::: DATA SUPPLIED :::

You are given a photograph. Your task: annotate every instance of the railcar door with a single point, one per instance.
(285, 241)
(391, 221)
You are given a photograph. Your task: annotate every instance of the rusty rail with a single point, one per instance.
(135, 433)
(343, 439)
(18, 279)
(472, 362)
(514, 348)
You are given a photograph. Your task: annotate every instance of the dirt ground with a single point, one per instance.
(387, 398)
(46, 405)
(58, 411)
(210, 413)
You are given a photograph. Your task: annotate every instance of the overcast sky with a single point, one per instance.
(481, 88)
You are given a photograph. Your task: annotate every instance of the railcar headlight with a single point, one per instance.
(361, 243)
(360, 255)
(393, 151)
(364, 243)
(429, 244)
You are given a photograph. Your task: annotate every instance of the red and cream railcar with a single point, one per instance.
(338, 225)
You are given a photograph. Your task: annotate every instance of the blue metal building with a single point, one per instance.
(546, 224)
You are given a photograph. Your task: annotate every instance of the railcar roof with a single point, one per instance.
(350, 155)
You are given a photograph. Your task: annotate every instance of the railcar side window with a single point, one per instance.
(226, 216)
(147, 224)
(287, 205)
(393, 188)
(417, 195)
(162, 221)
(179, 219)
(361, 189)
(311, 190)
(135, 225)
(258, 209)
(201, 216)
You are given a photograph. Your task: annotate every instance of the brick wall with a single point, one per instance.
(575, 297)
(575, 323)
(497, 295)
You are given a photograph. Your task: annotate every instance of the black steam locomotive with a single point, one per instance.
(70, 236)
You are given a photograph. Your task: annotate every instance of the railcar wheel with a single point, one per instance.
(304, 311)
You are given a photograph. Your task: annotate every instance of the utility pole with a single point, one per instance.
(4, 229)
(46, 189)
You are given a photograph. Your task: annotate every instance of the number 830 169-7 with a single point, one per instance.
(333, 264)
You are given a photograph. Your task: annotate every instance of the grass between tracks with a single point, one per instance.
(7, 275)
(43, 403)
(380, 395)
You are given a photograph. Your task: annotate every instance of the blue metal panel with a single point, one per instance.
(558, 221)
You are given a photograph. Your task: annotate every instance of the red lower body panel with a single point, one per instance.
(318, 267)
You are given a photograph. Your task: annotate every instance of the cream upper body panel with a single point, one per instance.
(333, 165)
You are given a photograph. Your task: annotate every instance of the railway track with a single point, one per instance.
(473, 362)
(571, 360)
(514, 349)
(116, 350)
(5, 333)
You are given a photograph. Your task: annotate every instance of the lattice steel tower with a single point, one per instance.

:::

Every record is to be repeated exactly as written.

You are given a photograph. Your task: annotate every instance of the railcar door with a single point, one per instance.
(285, 241)
(391, 221)
You are given a photograph. Your task: annotate every instance of the rusty rail with a single point, one per instance.
(135, 433)
(343, 439)
(18, 279)
(472, 362)
(514, 348)
You are given a photograph. Your task: annotate every instance of the dirt ground with a single point, one per instance.
(387, 398)
(46, 405)
(58, 411)
(210, 413)
You are given a photograph. Your task: annotate every instance of the overcast sky with a single point, one per instance.
(481, 88)
You are given a photograph. Your task: annotate every instance of the railcar headlight with a single point, one per instance.
(361, 243)
(360, 255)
(393, 151)
(364, 243)
(429, 244)
You are given a photograph. Your task: annotate every instance of the red and cream railcar with a single point, one per instance.
(338, 225)
You are given a photograph. Your task: annotate every instance of the blue metal building with a single point, one per instance.
(546, 224)
You are given a photograph. Your task: annotate every instance of the railcar roof with a single point, one per instance.
(350, 155)
You are given a photograph. Your task: annotate every instance of the railcar side window with a single point, one per instance.
(226, 216)
(147, 224)
(287, 205)
(393, 188)
(417, 195)
(162, 221)
(179, 219)
(361, 189)
(311, 190)
(135, 225)
(258, 209)
(201, 216)
You are given a photograph. Your task: annotate every instance of the brick wall with a single point, one per instance.
(575, 297)
(575, 323)
(497, 295)
You are given a photograph. Your task: annotate every instance of the black steam locomotive with a single point, one per instance.
(70, 236)
You are given a photograph. Your task: annotate every instance of the railcar wheel with a single point, one per instance.
(304, 311)
You are given a photograph. Your task: annotate every instance of the utility pole with a single point, one per instance.
(4, 229)
(46, 189)
You are given a photograph. Your task: annotate every instance of the number 830 169-7 with a single point, one per instance.
(333, 264)
You are given a photograph. Your task: annotate every instance of the grass between tracks with a single point, one per instance.
(7, 275)
(43, 403)
(380, 395)
You are given a photograph. Your task: annotate every instance of the blue metal panel with a single point, one per instance.
(558, 221)
You are given a photograph. Your task: annotate every instance of the red lower body panel with a single point, one per instance.
(318, 267)
You are given a photograph. Your task: annotate every instance of the cream upper body panel with a single point, one per instance.
(333, 165)
You are given a photograph. Your task: annotate every instance of the railway track with a single point, one per instance.
(473, 362)
(571, 360)
(514, 349)
(116, 350)
(5, 333)
You are given a photograph. Your task: annotate every instance of the lattice steel tower with a single point, one per instance.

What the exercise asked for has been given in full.